WRITTEN EXERCISE
Would you restate all the data that follows, word for word?

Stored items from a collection

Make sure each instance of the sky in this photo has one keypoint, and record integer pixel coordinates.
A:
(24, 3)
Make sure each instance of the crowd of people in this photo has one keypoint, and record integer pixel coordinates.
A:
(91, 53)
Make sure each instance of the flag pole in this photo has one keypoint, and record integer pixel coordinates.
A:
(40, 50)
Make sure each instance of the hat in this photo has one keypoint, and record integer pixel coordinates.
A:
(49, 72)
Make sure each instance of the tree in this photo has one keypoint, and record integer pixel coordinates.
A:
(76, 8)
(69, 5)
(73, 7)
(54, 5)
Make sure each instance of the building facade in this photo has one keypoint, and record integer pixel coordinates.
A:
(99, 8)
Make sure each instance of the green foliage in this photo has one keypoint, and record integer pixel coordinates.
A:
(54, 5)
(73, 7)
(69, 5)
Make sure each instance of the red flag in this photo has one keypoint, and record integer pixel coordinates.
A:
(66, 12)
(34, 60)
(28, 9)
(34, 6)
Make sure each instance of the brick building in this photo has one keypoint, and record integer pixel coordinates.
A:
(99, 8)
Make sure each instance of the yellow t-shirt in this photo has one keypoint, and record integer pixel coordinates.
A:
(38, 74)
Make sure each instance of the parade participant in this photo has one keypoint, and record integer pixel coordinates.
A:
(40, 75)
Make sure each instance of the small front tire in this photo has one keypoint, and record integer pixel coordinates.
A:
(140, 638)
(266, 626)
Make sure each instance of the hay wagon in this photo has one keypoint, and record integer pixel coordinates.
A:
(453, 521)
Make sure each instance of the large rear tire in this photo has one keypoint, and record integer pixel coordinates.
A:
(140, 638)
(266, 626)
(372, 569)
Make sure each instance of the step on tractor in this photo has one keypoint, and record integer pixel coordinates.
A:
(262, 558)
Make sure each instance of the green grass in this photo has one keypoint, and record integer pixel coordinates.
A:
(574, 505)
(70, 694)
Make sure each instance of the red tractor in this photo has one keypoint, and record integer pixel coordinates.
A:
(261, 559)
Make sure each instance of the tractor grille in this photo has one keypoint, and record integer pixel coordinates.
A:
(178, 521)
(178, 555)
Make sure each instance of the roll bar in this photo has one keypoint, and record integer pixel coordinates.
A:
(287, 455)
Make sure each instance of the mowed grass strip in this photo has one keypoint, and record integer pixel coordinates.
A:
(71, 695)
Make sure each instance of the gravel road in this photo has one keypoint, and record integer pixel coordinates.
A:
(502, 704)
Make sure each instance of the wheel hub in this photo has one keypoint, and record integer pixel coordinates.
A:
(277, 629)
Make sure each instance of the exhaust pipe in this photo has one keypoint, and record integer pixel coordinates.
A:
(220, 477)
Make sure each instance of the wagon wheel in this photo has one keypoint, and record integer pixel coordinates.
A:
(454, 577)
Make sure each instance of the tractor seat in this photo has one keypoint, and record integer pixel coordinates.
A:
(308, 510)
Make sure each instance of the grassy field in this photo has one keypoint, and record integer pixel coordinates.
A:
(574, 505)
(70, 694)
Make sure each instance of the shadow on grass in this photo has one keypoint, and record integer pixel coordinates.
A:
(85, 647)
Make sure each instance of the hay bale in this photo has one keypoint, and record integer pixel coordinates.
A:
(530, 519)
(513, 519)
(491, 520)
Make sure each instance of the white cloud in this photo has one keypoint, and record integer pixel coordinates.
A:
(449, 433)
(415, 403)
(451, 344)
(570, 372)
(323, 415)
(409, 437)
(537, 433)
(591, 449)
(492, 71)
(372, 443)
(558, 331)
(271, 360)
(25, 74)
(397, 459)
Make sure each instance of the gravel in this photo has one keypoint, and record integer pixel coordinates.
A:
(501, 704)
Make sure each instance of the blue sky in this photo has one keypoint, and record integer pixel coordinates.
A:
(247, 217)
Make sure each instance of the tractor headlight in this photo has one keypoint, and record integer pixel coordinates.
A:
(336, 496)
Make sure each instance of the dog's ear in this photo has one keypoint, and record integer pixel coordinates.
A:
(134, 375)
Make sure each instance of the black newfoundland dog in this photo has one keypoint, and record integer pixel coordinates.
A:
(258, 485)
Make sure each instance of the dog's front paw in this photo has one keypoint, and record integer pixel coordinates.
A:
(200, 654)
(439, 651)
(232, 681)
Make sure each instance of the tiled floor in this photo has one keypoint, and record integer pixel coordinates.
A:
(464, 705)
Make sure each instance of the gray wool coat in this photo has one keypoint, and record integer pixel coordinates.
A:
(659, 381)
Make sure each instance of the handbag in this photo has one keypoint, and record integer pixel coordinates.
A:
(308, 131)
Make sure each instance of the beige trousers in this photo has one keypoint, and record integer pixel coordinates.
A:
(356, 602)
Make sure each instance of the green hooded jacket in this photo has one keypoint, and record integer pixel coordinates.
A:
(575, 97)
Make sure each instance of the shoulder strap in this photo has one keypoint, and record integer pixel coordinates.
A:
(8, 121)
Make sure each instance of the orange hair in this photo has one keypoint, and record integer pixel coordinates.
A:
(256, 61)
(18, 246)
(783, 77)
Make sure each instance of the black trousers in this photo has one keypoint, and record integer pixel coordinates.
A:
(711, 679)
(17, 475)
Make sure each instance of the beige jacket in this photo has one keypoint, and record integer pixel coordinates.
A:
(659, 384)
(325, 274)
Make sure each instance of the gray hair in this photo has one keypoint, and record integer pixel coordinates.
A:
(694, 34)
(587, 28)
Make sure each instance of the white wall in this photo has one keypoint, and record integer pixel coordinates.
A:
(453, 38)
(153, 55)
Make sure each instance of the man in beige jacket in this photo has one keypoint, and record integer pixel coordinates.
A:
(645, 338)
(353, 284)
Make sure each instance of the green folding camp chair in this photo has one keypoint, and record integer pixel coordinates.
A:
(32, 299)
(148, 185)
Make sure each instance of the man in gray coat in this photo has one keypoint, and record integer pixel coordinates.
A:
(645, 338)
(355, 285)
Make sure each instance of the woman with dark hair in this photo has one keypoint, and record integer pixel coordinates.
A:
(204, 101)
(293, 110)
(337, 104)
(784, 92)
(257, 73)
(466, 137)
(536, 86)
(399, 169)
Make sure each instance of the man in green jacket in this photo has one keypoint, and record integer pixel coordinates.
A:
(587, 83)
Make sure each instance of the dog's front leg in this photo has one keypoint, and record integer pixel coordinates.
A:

RESULT FOR THIS TASK
Make sure each instance of the sky in this photo has one keypoint, and record integer pixel coordinates.
A:
(24, 3)
Make sure each instance of the crowd of people in this photo has one keypoint, and record integer pixel coordinates.
A:
(91, 53)
Make sure each instance of the flag pole in this photo has one keypoint, and record integer pixel coordinates.
A:
(40, 50)
Make sure each instance of the hat in this photo has one keypoint, and record integer pixel coordinates.
A:
(49, 72)
Make sure each instance of the tree in this photo has one keypoint, and record integer pixel coordinates.
A:
(76, 8)
(69, 5)
(73, 7)
(54, 5)
Make sure each instance of the building facade in this photo has one keypoint, and record integer pixel coordinates.
A:
(99, 8)
Make sure each instance of the green foliage in this photo has one keypoint, and record integer pixel coordinates.
A:
(54, 5)
(73, 7)
(69, 5)
Make sure each instance of the red flag in this photo has one keypoint, and record integer pixel coordinates.
A:
(66, 12)
(34, 60)
(28, 9)
(34, 6)
Make sure each instance of the brick building in this photo has one keypoint, and record integer pixel coordinates.
A:
(99, 8)
Make sure each instance of the yellow t-shirt in this photo has one keypoint, and record integer pixel coordinates.
A:
(38, 74)
Make sure each instance of the parade participant in this photo has one keypoint, and record integer pixel coordinates.
A:
(40, 75)
Make sure each instance of the small front tire in this photo has one keypoint, and record integer pixel coordinates.
A:
(140, 638)
(266, 626)
Make sure each instance of the hay wagon in this photo has one keypoint, and record integer pixel coordinates.
A:
(453, 521)
Make sure each instance of the large rear tire in this photo has one keypoint, and record integer pixel coordinates.
A:
(140, 638)
(266, 626)
(372, 569)
Make sure each instance of the step on tractor in this photo has one keypoint, and record integer pixel coordinates.
A:
(262, 558)
Make sure each instance of the green grass in this photo has one keypoint, and record integer pixel coordinates.
A:
(574, 505)
(70, 694)
Make sure each instance of the red tractor in this photo has one keypoint, and record integer pixel coordinates.
A:
(261, 559)
Make sure each instance of the tractor grille in this photo has one keypoint, and record integer pixel coordinates.
A:
(178, 521)
(178, 555)
Make sure each instance of the roll bar in this photo has one keypoint, and record integer pixel coordinates.
A:
(287, 455)
Make sure each instance of the mowed grass strip in this photo has one keypoint, and record integer pixel coordinates.
A:
(71, 695)
Make sure each instance of the gravel road in this photo has one keypoint, and record integer pixel coordinates.
A:
(502, 704)
Make sure each instance of the wheel hub in this photo has one keypoint, and record integer pixel coordinates.
A:
(277, 629)
Make sure each instance of the exhaust pipe in this photo has one keypoint, and record integer pixel coordinates.
A:
(220, 477)
Make sure each instance of the wagon wheel in this photo has one keypoint, and record integer pixel coordinates.
A:
(454, 577)
Make sure each instance of the tractor seat in this photo has one keypoint, and record integer pixel coordinates.
A:
(308, 510)
Make sure each instance of the grassy field in this photo has one keypoint, and record integer pixel coordinates.
A:
(574, 505)
(70, 694)
Make sure each instance of the shadow on grass in this photo has one keypoint, and record integer pixel coordinates.
A:
(85, 647)
Make sure each instance of the hay bale in this photo has one keypoint, and record integer pixel coordinates.
A:
(530, 519)
(513, 519)
(491, 520)
Make sure each instance of the white cloud in this photo has one keypoint, and record integer pixel coordinates.
A:
(449, 433)
(415, 403)
(451, 344)
(570, 372)
(323, 415)
(409, 437)
(537, 433)
(591, 449)
(492, 71)
(372, 443)
(558, 331)
(271, 360)
(25, 74)
(397, 459)
Make sure each instance of the gravel in this photo has one keypoint, and record integer pixel coordinates.
A:
(501, 704)
Make sure each instance of the blue sky in this photo has one keypoint, and record integer pixel coordinates.
A:
(247, 217)
Make sure each instance of the tractor headlight in this photo has one keypoint, and record integer pixel coordinates.
A:
(336, 496)
Make sure each instance of the dog's ear in this photo has one keypoint, and record integer pixel coordinates.
A:
(134, 375)
Make sure each instance of the black newfoundland dog in this photo has one keypoint, and record integer pixel coordinates.
A:
(258, 485)
Make sure each instance of the dog's front paw in this photo has one keypoint, and record integer pixel coordinates.
A:
(200, 654)
(439, 651)
(232, 681)
Make sure each instance of the tiled floor in this photo has one keypoint, and record integer pixel coordinates.
A:
(464, 705)
Make sure each instance of the gray wool coat in this photo has one keypoint, and record integer pixel coordinates.
A:
(659, 381)
Make sure each instance of the handbag in this photo has one keypoint, and record integer pixel coordinates.
A:
(308, 131)
Make sure each instance of the beige trousers in this photo has one keypoint, and record integer pixel coordinates.
A:
(356, 602)
Make sure each instance of the green hooded jacket in this photo has one keypoint, and record integer pixel coordinates.
A:
(575, 97)
Make sure each instance of the shoulder strap in this photo has one keypoint, and record integer pixel coordinates.
A:
(8, 121)
Make sure each instance of the orange hair in this photo has one keypoint, and record integer pixel coordinates.
A:
(256, 61)
(18, 246)
(783, 77)
Make sure each instance of the black trousers in this photo has one keypoint, and record integer pixel coordinates.
A:
(711, 679)
(17, 475)
Make sure each instance of the beige jacket in this photo has one keypoint, and record integer pixel coordinates.
A:
(659, 384)
(325, 274)
Make sure each instance of the gray hair in this photo has one keypoint, and record integer pixel coordinates.
A:
(694, 34)
(587, 28)
Make sure each instance of the white wall in this photo has one keypoint, and record integer pixel coordinates.
A:
(453, 38)
(153, 55)
Make sure each instance of the man in beige jacket in this photo has one keypoint, and record integer pixel coordinates.
A:
(645, 338)
(353, 284)
Make sure each instance of the green folding camp chair in this photo has one keypoint, and record integer pixel coordinates.
A:
(32, 299)
(148, 185)
Make sure each instance of the man in gray coat in this photo has one keypoint, and record integer pixel coordinates.
A:
(645, 338)
(355, 285)
Make sure each instance of the woman with dark hair in this photo has one keypoint, and record integer pixel coordinates.
A:
(204, 101)
(293, 110)
(337, 104)
(784, 92)
(257, 73)
(466, 137)
(536, 86)
(399, 169)
Make sure each instance of the man in green jacket in this photo has one keypoint, and record integer pixel coordinates.
A:
(587, 83)
Make sure each instance of the dog's front leg in this photo has one keypoint, and record integer pixel coordinates.
A:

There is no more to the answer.